### Entries ###
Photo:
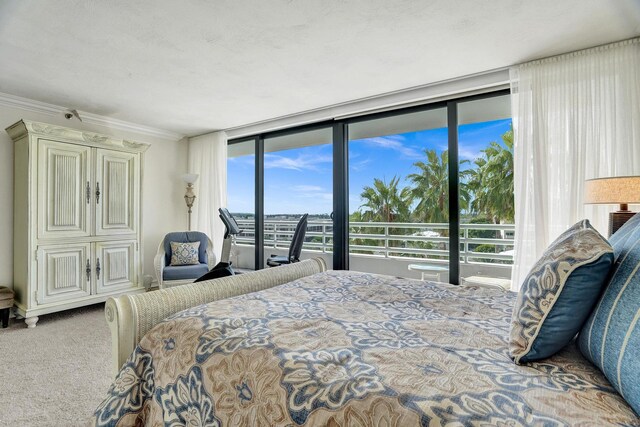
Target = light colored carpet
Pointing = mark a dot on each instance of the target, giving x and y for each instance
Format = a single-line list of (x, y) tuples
[(57, 373)]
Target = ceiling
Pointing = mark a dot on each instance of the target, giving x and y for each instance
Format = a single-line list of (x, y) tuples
[(196, 66)]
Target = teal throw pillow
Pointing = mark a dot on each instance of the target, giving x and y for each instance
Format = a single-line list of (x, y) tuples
###
▶ Exercise
Convert every line of the records above into a Markdown table with the columns "Row" and "Line", omitting blank lines. Leave the pictures out of the table.

▶ Solution to this task
| Row | Line |
|---|---|
| 1 | Photo: |
| 2 | Target = light colored carpet |
| 3 | Pointing = mark a dot on each instance of the target, giving x and y for each instance |
| 4 | Format = a single-line list of (x, y) tuples |
| 5 | [(57, 373)] |
| 6 | Target = ceiling |
| 7 | Pointing = mark a dot on each instance of the target, giving x and y for each instance |
| 8 | Format = a single-line list of (x, y) tuples |
| 9 | [(196, 66)] |
| 10 | Target = teal throw pillow |
| 11 | Pointing = mark a dot on each instance of the target, giving x and y for each instance |
| 12 | Format = a single-line list of (x, y) tuples |